*** Opening of Data for analysis ***

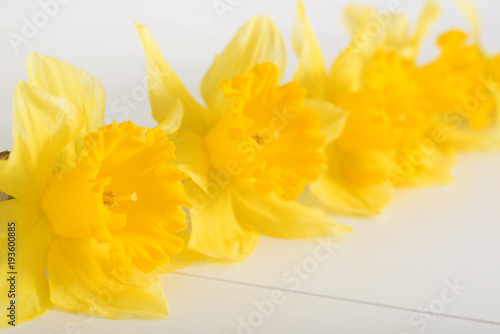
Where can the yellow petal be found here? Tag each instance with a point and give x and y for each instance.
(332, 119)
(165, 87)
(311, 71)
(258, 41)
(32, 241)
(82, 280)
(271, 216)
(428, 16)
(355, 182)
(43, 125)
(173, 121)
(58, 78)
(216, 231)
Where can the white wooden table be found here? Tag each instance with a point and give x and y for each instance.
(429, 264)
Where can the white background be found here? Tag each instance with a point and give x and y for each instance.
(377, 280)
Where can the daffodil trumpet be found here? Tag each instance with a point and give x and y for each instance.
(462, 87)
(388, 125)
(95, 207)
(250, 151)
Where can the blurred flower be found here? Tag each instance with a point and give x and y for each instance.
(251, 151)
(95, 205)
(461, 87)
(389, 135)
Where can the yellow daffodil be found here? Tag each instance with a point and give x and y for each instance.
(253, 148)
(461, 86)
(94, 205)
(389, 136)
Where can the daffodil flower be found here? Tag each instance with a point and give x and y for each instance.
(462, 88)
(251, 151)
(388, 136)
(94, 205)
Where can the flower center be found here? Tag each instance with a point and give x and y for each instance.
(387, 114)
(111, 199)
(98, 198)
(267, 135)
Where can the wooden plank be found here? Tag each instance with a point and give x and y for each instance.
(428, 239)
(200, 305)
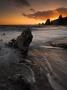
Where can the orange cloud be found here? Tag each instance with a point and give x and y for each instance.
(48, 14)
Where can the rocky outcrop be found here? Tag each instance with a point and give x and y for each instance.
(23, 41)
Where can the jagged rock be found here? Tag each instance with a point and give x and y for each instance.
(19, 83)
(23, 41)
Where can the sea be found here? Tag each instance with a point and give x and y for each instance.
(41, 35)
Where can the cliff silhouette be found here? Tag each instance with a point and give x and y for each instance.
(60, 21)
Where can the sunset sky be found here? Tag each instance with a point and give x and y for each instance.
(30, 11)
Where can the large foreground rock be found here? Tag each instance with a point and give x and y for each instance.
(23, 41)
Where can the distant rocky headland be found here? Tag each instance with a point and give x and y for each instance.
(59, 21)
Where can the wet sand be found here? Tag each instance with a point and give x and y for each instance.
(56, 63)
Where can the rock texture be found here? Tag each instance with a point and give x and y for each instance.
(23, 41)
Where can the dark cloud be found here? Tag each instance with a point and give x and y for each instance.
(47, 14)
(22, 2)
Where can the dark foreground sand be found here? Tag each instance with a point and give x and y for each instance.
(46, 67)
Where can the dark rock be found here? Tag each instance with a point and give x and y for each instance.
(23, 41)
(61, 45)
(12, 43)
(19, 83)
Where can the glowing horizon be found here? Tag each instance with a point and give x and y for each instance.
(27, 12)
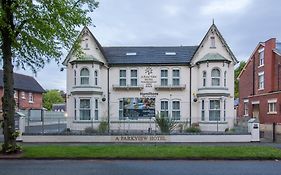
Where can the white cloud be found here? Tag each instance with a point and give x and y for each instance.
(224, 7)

*** Close of Data for analysis ***
*** Opening of Data for analysis ***

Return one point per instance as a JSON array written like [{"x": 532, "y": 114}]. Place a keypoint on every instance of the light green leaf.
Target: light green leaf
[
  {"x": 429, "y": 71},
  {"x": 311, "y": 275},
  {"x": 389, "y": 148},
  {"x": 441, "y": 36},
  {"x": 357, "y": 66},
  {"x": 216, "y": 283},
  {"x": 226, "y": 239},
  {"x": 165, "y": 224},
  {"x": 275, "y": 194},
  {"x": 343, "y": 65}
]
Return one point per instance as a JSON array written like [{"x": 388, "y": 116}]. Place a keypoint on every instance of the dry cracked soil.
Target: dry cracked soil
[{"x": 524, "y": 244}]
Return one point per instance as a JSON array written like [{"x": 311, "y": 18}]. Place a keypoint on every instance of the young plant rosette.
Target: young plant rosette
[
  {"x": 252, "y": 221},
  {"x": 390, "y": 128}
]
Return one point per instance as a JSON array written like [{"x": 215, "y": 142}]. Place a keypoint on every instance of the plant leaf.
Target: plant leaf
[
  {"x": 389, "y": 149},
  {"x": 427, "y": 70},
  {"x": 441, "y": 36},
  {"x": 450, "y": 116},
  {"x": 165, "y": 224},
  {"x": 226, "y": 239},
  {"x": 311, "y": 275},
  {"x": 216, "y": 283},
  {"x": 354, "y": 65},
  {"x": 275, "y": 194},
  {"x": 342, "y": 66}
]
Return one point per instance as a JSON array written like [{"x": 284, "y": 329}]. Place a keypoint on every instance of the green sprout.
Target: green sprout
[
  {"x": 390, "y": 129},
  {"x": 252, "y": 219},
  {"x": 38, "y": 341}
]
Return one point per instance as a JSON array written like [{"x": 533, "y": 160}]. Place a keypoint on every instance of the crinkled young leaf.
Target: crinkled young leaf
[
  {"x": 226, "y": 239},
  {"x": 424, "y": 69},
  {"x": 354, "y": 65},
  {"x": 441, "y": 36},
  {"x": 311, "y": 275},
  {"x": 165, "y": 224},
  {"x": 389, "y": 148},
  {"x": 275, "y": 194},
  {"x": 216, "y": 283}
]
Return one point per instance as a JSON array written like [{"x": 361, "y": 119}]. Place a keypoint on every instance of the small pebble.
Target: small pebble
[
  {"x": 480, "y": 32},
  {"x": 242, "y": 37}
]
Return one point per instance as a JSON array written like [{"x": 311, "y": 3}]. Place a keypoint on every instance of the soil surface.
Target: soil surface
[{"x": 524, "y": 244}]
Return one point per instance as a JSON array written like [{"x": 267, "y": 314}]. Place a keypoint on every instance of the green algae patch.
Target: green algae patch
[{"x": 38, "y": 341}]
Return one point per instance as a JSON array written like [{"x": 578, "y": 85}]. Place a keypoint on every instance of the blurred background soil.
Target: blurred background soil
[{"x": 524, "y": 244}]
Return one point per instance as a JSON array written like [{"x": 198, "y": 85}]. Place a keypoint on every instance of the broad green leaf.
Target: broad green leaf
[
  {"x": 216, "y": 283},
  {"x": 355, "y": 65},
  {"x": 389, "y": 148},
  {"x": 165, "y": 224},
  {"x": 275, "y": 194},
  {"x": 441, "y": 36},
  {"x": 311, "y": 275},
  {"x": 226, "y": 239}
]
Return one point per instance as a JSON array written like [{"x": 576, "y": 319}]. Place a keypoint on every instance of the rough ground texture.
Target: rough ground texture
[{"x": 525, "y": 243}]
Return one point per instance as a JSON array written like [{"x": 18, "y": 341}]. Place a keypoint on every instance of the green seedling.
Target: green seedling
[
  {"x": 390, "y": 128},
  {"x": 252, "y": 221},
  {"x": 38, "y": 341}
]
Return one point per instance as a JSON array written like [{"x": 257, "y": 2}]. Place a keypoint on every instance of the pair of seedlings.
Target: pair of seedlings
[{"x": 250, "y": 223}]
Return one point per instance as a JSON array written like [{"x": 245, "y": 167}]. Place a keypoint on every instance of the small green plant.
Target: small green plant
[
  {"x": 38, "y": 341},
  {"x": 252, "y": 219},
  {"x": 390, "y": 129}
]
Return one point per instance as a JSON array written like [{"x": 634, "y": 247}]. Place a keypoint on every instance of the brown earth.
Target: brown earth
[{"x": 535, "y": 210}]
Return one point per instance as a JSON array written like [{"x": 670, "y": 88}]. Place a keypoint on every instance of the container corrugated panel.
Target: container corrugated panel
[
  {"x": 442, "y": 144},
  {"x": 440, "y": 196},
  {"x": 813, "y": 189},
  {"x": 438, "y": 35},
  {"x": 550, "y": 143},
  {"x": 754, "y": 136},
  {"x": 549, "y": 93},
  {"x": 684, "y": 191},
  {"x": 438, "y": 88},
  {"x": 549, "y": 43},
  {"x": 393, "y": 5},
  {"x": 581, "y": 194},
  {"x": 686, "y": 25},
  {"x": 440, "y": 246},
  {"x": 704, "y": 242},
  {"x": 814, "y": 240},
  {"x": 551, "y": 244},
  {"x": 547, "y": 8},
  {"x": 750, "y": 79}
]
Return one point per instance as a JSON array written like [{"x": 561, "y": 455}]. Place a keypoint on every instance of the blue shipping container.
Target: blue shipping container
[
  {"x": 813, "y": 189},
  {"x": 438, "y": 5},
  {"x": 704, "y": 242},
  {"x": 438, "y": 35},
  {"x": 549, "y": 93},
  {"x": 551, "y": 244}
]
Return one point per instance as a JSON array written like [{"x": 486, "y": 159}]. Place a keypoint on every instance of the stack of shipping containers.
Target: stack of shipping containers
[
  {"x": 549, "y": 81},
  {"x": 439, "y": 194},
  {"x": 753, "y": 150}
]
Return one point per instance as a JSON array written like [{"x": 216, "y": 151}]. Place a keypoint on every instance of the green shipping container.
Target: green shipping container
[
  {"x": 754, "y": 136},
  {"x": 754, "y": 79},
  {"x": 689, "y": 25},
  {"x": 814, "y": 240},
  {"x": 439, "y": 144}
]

*** Close of Data for analysis ***

* [Exercise details]: Beginning with the line holding "blurred background soil." and ending with the line holding "broad green leaf.", write out the stretch of material above exactly; add no further lines.

* [Completed task]:
Return one point per instance as a JSON array written like [{"x": 578, "y": 85}]. Place a keypoint on every instance of the blurred background soil.
Target: blurred background soil
[{"x": 524, "y": 244}]
Return one point per instance as a JSON array written like [{"x": 198, "y": 85}]. Place a keypoint on every instance of the broad green leaf.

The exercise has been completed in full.